INPUT DATA:
------------------------------------------------------------------------

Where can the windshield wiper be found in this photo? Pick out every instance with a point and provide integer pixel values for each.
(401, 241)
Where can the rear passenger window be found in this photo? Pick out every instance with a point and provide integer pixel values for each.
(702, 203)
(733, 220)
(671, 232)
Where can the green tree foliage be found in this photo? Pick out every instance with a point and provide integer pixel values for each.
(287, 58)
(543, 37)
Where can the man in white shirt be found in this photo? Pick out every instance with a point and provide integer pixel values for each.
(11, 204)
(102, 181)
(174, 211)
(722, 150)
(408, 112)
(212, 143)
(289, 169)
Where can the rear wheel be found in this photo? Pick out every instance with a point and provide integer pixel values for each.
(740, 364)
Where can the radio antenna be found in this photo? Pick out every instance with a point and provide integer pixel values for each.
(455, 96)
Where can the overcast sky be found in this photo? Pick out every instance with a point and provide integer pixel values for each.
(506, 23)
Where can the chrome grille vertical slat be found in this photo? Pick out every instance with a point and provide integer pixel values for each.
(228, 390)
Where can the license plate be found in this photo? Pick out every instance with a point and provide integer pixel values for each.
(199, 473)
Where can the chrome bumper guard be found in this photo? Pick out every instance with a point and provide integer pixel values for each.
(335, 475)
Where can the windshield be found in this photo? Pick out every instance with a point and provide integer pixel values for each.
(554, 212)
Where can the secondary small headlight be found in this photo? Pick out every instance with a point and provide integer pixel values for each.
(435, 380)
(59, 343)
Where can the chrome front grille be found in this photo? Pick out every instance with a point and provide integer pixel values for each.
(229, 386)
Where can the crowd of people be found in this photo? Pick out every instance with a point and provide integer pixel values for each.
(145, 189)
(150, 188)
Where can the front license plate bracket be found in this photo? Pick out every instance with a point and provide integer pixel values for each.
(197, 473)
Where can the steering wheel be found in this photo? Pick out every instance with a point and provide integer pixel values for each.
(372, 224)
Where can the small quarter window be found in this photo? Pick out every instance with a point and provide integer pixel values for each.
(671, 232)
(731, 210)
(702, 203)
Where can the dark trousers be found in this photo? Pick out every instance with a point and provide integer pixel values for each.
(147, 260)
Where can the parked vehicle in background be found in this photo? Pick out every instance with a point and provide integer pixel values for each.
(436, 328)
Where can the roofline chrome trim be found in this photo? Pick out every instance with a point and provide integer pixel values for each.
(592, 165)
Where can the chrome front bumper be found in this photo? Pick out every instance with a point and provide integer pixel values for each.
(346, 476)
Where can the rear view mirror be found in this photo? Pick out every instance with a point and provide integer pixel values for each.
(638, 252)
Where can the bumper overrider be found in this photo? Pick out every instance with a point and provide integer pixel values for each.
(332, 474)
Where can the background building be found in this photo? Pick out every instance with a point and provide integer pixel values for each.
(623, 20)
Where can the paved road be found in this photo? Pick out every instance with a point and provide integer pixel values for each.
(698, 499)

------------------------------------------------------------------------

EXERCISE INSTRUCTIONS:
Set down every record above exactly as given.

RESPONSE AREA:
Where can the windshield wiper be found in this photo? Pick out every instance with a point and provide integer pixel values for each.
(401, 241)
Where can the rear passenger window be found in this photo? Pick out every instance with a point and provide integer pixel values for each.
(702, 203)
(733, 220)
(671, 232)
Where can the green tree foliage be found in this photo? Pick out every instance with a point and provide integer pixel values for each.
(287, 58)
(543, 37)
Where can the man in white shirt be found in this photo? Pick out every instance with a point and provide integer pixel values for each.
(11, 204)
(102, 181)
(174, 211)
(722, 150)
(408, 112)
(212, 143)
(289, 169)
Where can the rear wheel be found in this photo? Pick out every instance with a point and provide integer pixel values for each.
(740, 364)
Where can the radio antenna be found in this photo? Pick out every instance with a point and provide integer pixel values for each.
(455, 96)
Where can the overcast sky be found in this photo? Pick out every instance with a point and provide integer pixel values for each.
(506, 23)
Where can the chrome grille vertical slat be found in this photo? Pick out every instance with a point and provide integer pixel values for each.
(228, 390)
Where can the license plate be found in this photo? Pick out every instance with a point and provide integer pixel values for each.
(199, 473)
Where can the chrome bumper guard be found in this photo? Pick out every instance with a point and provide integer pixel values for each.
(335, 475)
Where can the windshield be found in this photo? Pick out every instance with a point and provide integer pixel values for each.
(554, 212)
Where can the secondary small headlight be found in this photo? Pick out every instance with a point and provide integer pixel values for each.
(435, 380)
(59, 343)
Where can the chrome front grille be found in this photo? Pick out every instance with a point and provide integer pixel values for each.
(229, 386)
Where can the crowd of people be found in this photo? Pick out every instance with a point and provide integer pixel values for each.
(145, 189)
(150, 188)
Where can the front license plate bracket be found in this photo? Pick out every instance with a point and provide integer pixel values for each.
(197, 473)
Where can the steering wheel be found in this photo? Pick out every instance with a point and provide integer pixel values for each.
(372, 224)
Where can the small quarter window be found in this photo? Pick out every instance with a point and provide integer pixel values for each.
(671, 232)
(731, 210)
(702, 203)
Where can the dark trousers be found in this photo? Pick out every instance with a point and provide integer pixel values for each.
(147, 260)
Where can the parked vehicle in background be found in this photo? Pick out every instance with a point and provide integer pixel values for each.
(436, 328)
Where can the roofline chrome trim be found in this photo? Pick out every instance with a point and provide integer pixel values for each.
(592, 165)
Where can the chrome front bumper be found in this photo? Pick out every instance with a point and provide integer pixel values for each.
(346, 476)
Where can the rear view mirror be found in this photo? Pick out every instance with a point and provide integer pixel values for each.
(638, 252)
Where can the bumper overrider be found in this photo? Pick out every instance with a point and provide integer pixel values for each.
(332, 474)
Where can the background building be found in this photo? Pick out every instance with a point and provide integer pixel values for each.
(623, 20)
Where can the paved road be found in this photo? Pick out every instance with a point and provide integer pixel values for each.
(698, 499)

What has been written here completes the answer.